Translate

Sunday, September 17, 2006

Red Rooster, ACEO, oil painting.

When my kids were young, I raised chickens. The kids and I loved the darn chickens. As the chickens grew up, we'd pick them up, pack them around and pet them. We had our favorite chickens of course, some of them liked us better than others as it always is with pets.

Our very favorite of all the chickens was Henny Penny. They were all Rhode Island Red hens, but for some reason, Henny Penny stood out.

One day one of the chickens got sick and it died. It happened again, and again.... I couldn't figure out for the life of me, what was happening to my chickens.

Wouldn't you know it, Henny Penny began to exhibit the symptoms the other chickens had right before they died. The kids were crying, I was crying and we loaded Henny Penny and ourselves into the car and took her to the vet.

Our vet at that time was an old practitioner who everyone loved. He was the neatest old guy. He looked Henny Penny over and treated her just like she was a million dollar horse or farmer Brown's best bull. He couldn't tell what was wrong with her. He said if she died, he could post her and let us know what killed her.

■ Recorded data
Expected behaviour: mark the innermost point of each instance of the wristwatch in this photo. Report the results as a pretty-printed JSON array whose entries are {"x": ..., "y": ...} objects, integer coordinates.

■ Work required
Continue the blog post about Henny Penny and the family's sick chickens, starting right after the vet's offer to find out what killed her if she died.

■ Exercise answer
The only thing we could do, was take Henny Penny out to the car and hold her until she passed away. That was a sad day.

After she was gone, we took her back into the vet's office and he took her lifeless form away to do an autopsy on her.

You would never believe what had been killing my chickens. It was me. In my efforts to be kind to them, I'd been dumping the grass clippings from the lawn into the chicken pen. The chickens loved the clippings so much, they ate to many and it was clogging their gizzards.

Doc Reade told us that day to never feed lawn grass clippings to any animal as it was to fine and green a feed and their systems can't process it. He said don't feed it to cattle, horses, pigs, any animal. I had never knows such a thing. But he saved the rest of my chickens.

So that's my chicken story for today.